If a line in the listing carries the word "Find", return a copy of that line.

⁂

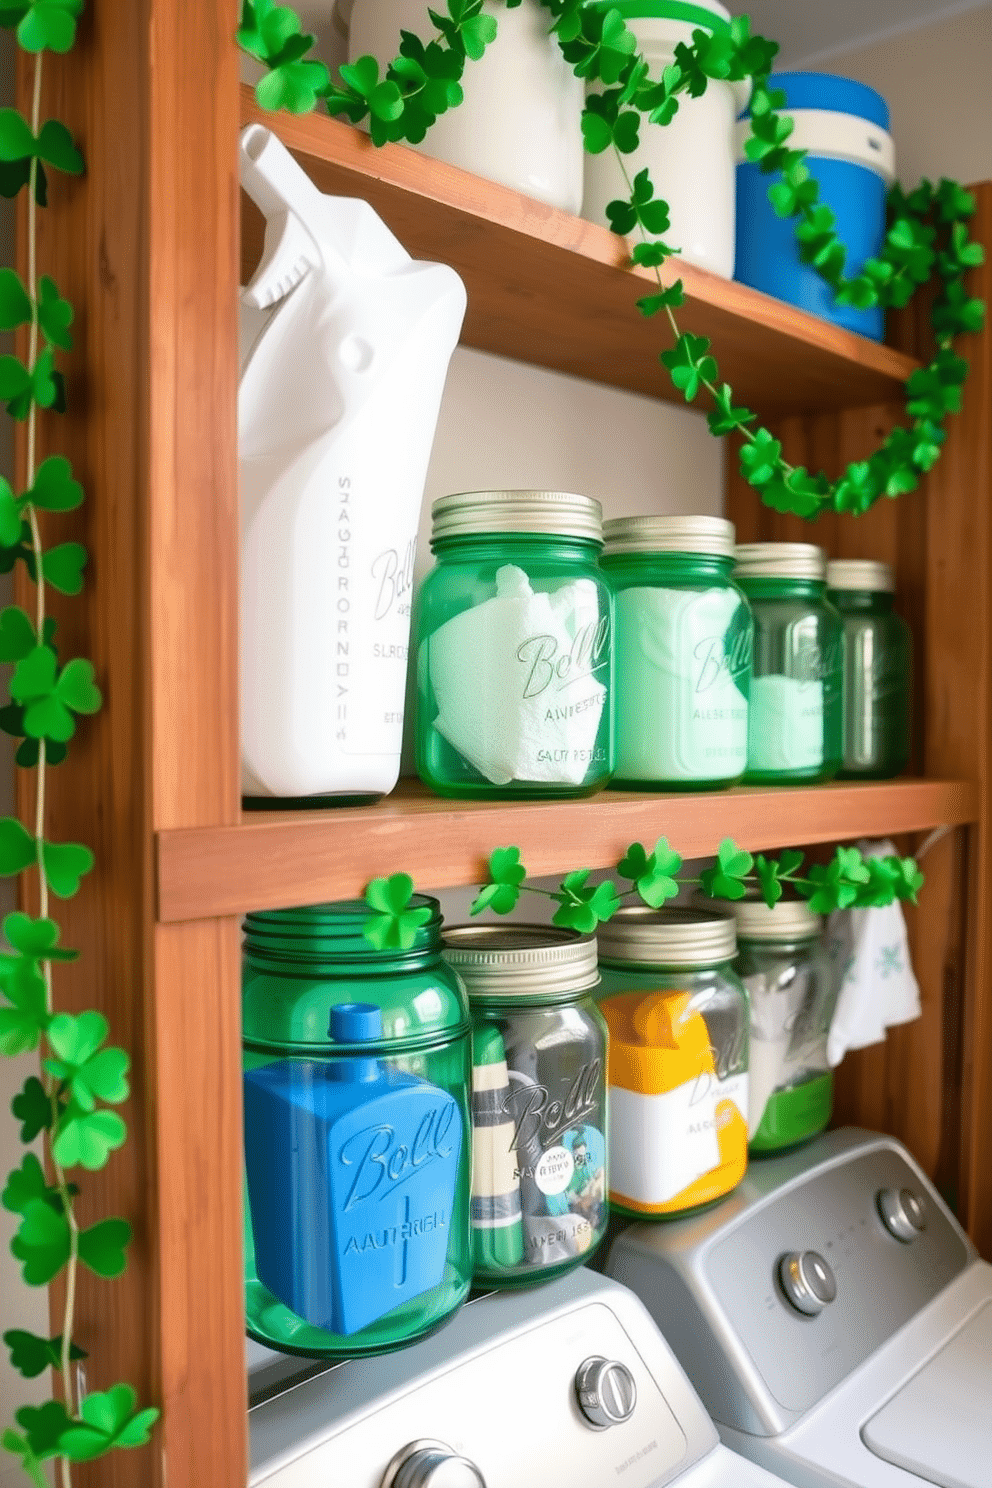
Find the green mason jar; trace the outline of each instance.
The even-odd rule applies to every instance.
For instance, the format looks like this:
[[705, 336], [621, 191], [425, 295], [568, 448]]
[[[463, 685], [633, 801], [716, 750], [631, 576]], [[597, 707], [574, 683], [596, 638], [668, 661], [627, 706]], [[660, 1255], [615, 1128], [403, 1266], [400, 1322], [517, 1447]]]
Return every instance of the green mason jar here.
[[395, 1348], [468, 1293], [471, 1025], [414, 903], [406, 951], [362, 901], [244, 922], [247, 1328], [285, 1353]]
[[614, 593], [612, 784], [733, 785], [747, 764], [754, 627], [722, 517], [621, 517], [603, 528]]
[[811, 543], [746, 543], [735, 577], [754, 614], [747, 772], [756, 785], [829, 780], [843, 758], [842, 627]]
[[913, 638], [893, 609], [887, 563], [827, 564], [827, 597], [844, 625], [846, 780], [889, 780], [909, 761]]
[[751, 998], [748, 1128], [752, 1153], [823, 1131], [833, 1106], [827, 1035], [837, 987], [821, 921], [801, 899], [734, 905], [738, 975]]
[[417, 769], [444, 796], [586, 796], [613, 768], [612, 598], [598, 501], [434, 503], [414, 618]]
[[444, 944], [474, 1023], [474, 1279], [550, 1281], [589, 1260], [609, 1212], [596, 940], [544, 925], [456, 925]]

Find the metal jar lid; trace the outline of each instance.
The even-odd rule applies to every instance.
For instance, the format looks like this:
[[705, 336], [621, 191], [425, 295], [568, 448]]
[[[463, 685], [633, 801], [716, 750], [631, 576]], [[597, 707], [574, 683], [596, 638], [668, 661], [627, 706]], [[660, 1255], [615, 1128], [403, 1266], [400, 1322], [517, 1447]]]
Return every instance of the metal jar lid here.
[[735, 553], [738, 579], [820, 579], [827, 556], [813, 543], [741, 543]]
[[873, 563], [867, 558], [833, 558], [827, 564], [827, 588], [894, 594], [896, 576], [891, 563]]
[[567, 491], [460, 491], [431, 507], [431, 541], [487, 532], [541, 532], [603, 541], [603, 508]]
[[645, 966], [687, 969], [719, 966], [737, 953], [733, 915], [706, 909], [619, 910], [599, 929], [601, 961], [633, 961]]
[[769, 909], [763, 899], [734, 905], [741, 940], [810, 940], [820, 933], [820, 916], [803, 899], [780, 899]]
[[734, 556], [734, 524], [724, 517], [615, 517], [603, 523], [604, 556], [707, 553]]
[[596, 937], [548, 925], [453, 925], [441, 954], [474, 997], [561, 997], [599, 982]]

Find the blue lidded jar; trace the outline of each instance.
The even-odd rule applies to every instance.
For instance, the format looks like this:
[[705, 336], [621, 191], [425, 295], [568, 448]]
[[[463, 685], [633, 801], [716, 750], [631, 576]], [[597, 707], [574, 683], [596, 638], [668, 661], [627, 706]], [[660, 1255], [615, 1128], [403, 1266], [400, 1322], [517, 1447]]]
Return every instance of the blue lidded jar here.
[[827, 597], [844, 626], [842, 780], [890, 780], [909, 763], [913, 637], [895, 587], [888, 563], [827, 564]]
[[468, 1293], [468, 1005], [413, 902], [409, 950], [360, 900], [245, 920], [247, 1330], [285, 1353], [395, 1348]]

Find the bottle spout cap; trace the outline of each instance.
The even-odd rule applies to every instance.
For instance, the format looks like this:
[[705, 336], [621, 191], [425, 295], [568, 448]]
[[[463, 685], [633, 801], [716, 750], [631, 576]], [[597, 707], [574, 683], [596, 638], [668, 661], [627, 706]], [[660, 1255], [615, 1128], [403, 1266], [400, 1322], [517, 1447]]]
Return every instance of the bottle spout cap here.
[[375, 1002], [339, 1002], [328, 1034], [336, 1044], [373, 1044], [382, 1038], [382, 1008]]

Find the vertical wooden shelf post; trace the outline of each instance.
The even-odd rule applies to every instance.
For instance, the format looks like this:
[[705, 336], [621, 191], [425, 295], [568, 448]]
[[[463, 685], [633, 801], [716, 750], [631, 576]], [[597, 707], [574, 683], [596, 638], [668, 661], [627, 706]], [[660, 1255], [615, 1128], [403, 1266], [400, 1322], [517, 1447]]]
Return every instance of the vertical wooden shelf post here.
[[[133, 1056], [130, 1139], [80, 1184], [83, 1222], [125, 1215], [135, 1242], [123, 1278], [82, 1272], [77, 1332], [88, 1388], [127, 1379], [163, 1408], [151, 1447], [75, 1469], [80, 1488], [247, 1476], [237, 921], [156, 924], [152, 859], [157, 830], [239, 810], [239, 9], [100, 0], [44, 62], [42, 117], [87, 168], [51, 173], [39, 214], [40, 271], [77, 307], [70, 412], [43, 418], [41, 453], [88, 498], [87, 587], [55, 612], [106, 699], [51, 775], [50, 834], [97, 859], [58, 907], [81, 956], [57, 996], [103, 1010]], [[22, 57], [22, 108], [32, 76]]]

⁂

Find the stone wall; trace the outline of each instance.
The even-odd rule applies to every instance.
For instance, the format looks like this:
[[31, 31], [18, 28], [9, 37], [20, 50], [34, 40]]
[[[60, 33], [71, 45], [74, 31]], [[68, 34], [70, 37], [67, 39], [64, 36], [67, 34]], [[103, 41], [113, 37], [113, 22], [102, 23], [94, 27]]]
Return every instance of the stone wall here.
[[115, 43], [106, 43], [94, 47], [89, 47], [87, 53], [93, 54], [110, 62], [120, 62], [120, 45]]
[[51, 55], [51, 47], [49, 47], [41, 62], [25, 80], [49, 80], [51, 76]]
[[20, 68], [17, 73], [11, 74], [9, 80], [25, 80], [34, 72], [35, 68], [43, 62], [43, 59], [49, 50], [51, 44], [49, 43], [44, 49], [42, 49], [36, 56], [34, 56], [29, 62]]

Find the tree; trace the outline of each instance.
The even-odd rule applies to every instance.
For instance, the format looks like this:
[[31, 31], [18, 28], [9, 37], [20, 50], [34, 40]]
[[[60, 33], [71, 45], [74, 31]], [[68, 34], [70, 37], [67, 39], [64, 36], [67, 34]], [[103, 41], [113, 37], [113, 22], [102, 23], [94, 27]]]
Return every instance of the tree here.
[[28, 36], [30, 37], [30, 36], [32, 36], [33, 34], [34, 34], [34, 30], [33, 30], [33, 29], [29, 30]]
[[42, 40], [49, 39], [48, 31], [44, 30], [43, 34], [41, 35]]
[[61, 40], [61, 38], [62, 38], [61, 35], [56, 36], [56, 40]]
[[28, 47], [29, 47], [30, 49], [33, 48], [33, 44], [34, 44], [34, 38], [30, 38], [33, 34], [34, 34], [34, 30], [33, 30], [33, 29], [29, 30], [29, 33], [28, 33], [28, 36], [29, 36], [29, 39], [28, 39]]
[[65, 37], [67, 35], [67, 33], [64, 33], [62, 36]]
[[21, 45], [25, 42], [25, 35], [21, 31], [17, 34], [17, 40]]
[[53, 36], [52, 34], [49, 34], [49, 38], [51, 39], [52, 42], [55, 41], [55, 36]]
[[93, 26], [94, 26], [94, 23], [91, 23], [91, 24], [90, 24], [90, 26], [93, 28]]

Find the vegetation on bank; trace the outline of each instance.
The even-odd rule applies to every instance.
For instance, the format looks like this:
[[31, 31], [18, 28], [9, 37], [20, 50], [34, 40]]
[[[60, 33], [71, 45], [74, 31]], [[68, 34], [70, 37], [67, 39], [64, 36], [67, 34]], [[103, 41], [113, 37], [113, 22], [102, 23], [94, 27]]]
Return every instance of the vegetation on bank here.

⁂

RESPONSE AREA:
Find the green mason jar; trace the outline of each instance.
Find the metal jar lid; trace the outline of each instance.
Find the blue lidded jar; trace the outline of each instance.
Find the bottle spout cap; trace the outline of each instance.
Find the vertical wooden shelf post; trace the outline of each instance.
Find the stone wall; trace the outline of each instance.
Find the tree; trace the outline of each instance.
Find the vegetation on bank; trace the outline of each instance.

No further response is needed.